[Region annotation entries]
====

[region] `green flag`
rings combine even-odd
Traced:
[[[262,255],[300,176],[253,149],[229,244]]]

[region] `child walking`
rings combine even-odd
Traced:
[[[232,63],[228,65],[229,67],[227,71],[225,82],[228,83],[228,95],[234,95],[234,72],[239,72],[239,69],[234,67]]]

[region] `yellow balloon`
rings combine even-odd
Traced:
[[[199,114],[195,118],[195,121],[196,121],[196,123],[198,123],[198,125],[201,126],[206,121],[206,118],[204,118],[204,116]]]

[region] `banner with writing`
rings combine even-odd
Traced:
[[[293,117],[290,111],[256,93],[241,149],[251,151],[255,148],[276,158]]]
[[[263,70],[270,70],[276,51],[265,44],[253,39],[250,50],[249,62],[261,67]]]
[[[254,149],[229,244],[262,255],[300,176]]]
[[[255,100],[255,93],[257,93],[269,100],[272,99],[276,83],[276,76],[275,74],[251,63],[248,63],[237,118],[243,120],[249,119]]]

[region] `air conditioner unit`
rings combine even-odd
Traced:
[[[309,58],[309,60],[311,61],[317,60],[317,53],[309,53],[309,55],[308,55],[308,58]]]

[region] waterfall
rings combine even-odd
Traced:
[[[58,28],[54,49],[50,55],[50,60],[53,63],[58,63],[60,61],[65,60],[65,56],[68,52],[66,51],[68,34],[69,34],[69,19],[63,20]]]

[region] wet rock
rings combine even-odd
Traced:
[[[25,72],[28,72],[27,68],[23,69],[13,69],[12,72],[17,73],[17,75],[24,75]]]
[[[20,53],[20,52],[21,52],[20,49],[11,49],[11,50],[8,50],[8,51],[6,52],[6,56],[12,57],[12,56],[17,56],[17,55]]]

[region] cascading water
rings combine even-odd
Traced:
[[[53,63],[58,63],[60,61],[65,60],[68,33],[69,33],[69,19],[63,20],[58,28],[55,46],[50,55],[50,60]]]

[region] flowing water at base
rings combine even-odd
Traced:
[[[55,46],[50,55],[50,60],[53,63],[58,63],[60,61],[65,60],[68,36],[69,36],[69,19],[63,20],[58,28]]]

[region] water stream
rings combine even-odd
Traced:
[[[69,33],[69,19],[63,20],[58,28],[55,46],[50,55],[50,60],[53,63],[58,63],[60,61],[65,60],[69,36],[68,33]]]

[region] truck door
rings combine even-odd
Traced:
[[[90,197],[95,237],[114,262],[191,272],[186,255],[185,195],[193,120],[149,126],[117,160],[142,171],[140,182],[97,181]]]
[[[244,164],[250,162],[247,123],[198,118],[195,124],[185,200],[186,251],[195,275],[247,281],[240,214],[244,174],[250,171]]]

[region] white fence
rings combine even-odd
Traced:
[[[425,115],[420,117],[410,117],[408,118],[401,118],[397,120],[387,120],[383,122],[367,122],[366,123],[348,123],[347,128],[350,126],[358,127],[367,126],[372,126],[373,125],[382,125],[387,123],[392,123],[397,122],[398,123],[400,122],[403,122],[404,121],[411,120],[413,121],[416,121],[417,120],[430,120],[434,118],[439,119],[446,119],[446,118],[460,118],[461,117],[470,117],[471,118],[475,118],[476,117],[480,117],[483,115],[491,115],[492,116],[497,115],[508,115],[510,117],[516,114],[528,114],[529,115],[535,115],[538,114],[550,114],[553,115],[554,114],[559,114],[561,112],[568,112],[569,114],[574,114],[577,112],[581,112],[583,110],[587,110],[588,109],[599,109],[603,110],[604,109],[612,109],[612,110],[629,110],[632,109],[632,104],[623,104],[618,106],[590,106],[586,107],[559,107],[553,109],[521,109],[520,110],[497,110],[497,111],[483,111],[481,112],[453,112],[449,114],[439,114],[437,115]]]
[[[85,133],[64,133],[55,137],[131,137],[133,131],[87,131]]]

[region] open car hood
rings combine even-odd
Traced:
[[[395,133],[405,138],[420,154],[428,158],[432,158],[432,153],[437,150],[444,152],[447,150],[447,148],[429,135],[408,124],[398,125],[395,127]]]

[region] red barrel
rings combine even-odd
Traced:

====

* _AIM OF THE EXERCISE_: Reproduce every one of the records above, line for line, with no changes.

* _EXERCISE SOLUTION_:
[region] `green flag`
rings combine even-odd
Traced:
[[[262,255],[300,176],[253,149],[229,244]]]

[region] `child walking`
rings combine even-odd
Traced:
[[[232,63],[228,65],[229,67],[227,71],[225,82],[228,83],[228,95],[234,95],[234,72],[239,72],[239,69],[234,67]]]

[region] `yellow balloon`
rings combine even-odd
Traced:
[[[199,114],[195,118],[195,121],[196,121],[196,123],[198,123],[198,125],[201,126],[206,121],[206,118],[204,118],[204,116]]]

[region] `banner with writing`
rings combine even-odd
Traced:
[[[293,117],[290,111],[256,93],[241,149],[251,151],[255,148],[276,158]]]
[[[263,70],[270,70],[276,51],[265,44],[253,39],[250,50],[249,62],[261,67]]]
[[[254,149],[229,244],[262,255],[300,176]]]
[[[255,100],[255,93],[257,93],[269,100],[272,99],[276,83],[276,76],[275,74],[251,63],[248,63],[237,118],[243,120],[249,119]]]

[region] `air conditioner unit`
rings combine even-odd
Traced:
[[[309,58],[309,60],[311,61],[317,60],[317,53],[309,53],[309,55],[308,55],[308,58]]]

[region] waterfall
rings combine even-odd
Traced:
[[[58,28],[54,49],[50,55],[50,60],[53,63],[58,63],[60,61],[65,60],[65,56],[68,52],[66,51],[68,34],[69,34],[69,19],[63,20]]]

[region] wet rock
rings combine even-odd
Traced:
[[[25,72],[28,72],[27,68],[23,69],[13,69],[12,72],[17,73],[17,75],[24,75]]]
[[[20,53],[20,52],[21,52],[20,49],[11,49],[11,50],[8,50],[8,51],[6,52],[6,56],[12,57],[12,56],[17,56],[17,55]]]

[region] cascading water
rings combine even-odd
Traced:
[[[53,63],[58,63],[60,61],[65,60],[68,33],[69,33],[69,19],[63,20],[58,28],[55,46],[50,55],[50,60]]]

[region] flowing water at base
rings combine even-odd
Traced:
[[[55,46],[50,55],[50,60],[53,63],[58,63],[60,61],[65,60],[68,36],[69,36],[69,19],[63,20],[58,28]]]

[region] water stream
rings combine even-odd
Traced:
[[[69,33],[69,19],[63,20],[58,28],[55,46],[50,55],[50,60],[53,63],[58,63],[60,61],[65,60],[69,36],[68,33]]]

[region] truck door
rings combine even-odd
Traced:
[[[90,197],[95,237],[114,262],[191,272],[186,255],[185,195],[193,120],[149,126],[117,160],[142,171],[140,182],[97,181]]]
[[[244,164],[250,162],[247,123],[198,118],[195,124],[185,200],[186,251],[195,275],[247,281],[240,214],[244,174],[250,171]]]

[region] white fence
rings combine even-odd
Traced:
[[[425,115],[420,117],[410,117],[408,118],[401,118],[397,120],[387,120],[383,122],[367,122],[366,123],[348,123],[347,128],[350,126],[358,127],[367,126],[372,126],[373,125],[382,125],[387,123],[392,123],[397,122],[398,123],[400,122],[403,122],[404,121],[411,120],[413,121],[416,121],[417,120],[430,120],[434,118],[439,119],[446,119],[446,118],[460,118],[461,117],[470,117],[471,118],[475,118],[476,117],[480,117],[483,115],[491,115],[492,116],[497,115],[508,115],[510,117],[516,114],[528,114],[529,115],[535,115],[538,114],[550,114],[553,115],[554,114],[559,114],[561,112],[568,112],[569,114],[574,114],[577,112],[581,112],[583,110],[587,110],[588,109],[599,109],[603,110],[604,109],[612,109],[612,110],[629,110],[632,109],[632,104],[623,104],[618,106],[590,106],[586,107],[559,107],[553,109],[521,109],[520,110],[497,110],[497,111],[483,111],[481,112],[453,112],[449,114],[439,114],[437,115]]]
[[[85,133],[64,133],[55,137],[131,137],[133,131],[87,131]]]

[region] open car hood
rings combine even-odd
Traced:
[[[395,133],[405,138],[420,154],[428,158],[432,158],[432,153],[437,150],[444,152],[447,150],[447,148],[429,135],[408,124],[398,125],[395,127]]]

[region] red barrel
rings combine even-odd
Traced:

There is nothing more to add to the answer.